EXERCISE AIM
Rewrite the lines below, replacing "asphalt shingle roof" with "composition shingle roof" and leaving all other text unchanged. Omit the pictures from your answer.

-- Begin --

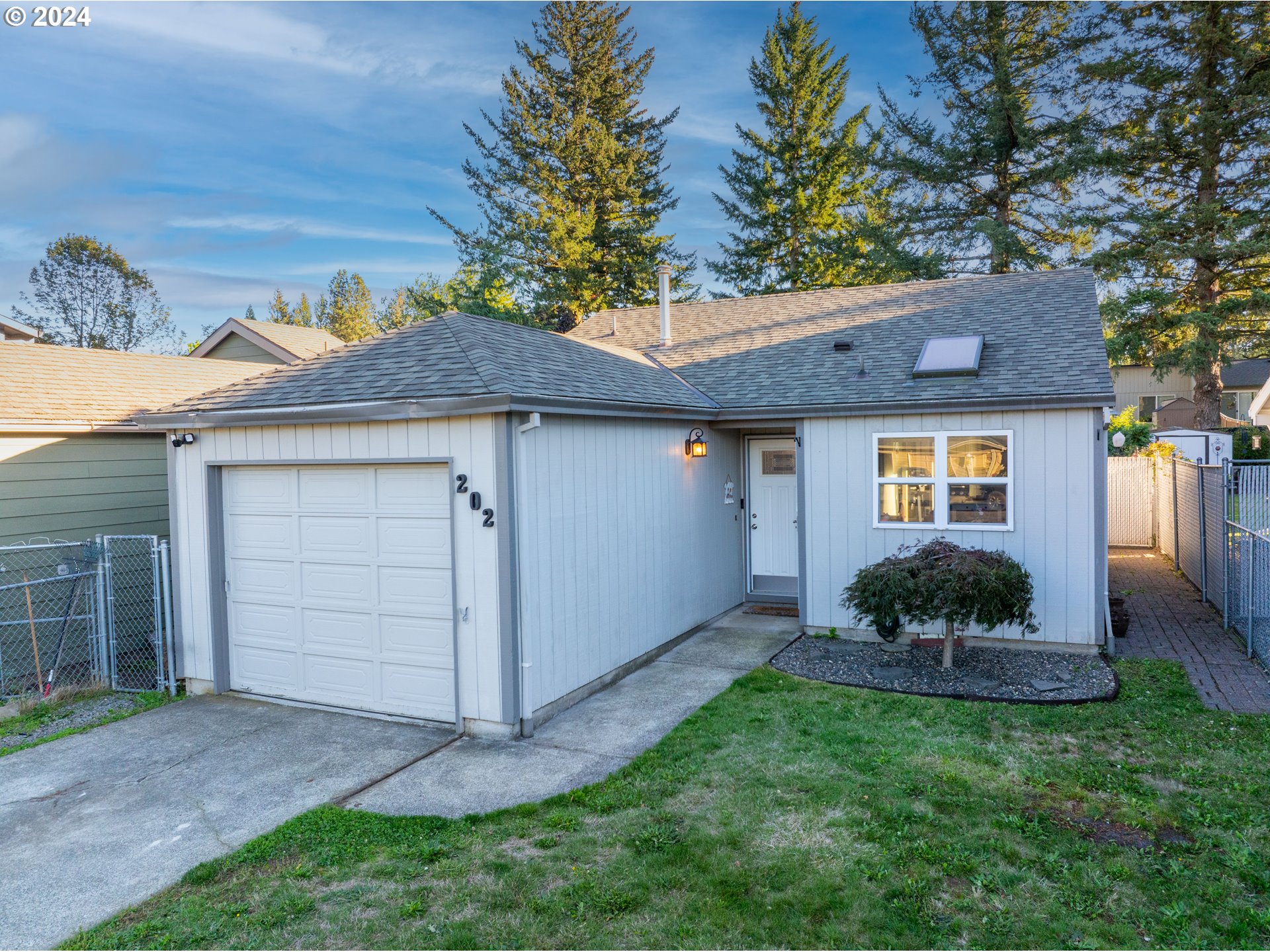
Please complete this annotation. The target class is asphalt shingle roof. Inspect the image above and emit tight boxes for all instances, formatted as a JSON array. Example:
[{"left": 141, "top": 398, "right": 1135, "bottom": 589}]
[
  {"left": 570, "top": 268, "right": 1113, "bottom": 407},
  {"left": 0, "top": 340, "right": 263, "bottom": 425},
  {"left": 148, "top": 269, "right": 1113, "bottom": 413},
  {"left": 156, "top": 312, "right": 712, "bottom": 413},
  {"left": 1222, "top": 357, "right": 1270, "bottom": 389}
]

-- End --

SOLUTION BELOW
Please complete this annotation. The target class is composition shingle roof. Inspect the image above and emit tight boxes for all instances, formatted as a JSON array. Example:
[{"left": 141, "top": 398, "right": 1135, "bottom": 589}]
[
  {"left": 570, "top": 268, "right": 1113, "bottom": 407},
  {"left": 0, "top": 340, "right": 263, "bottom": 425},
  {"left": 148, "top": 269, "right": 1113, "bottom": 413},
  {"left": 156, "top": 312, "right": 712, "bottom": 413},
  {"left": 1222, "top": 357, "right": 1270, "bottom": 389}
]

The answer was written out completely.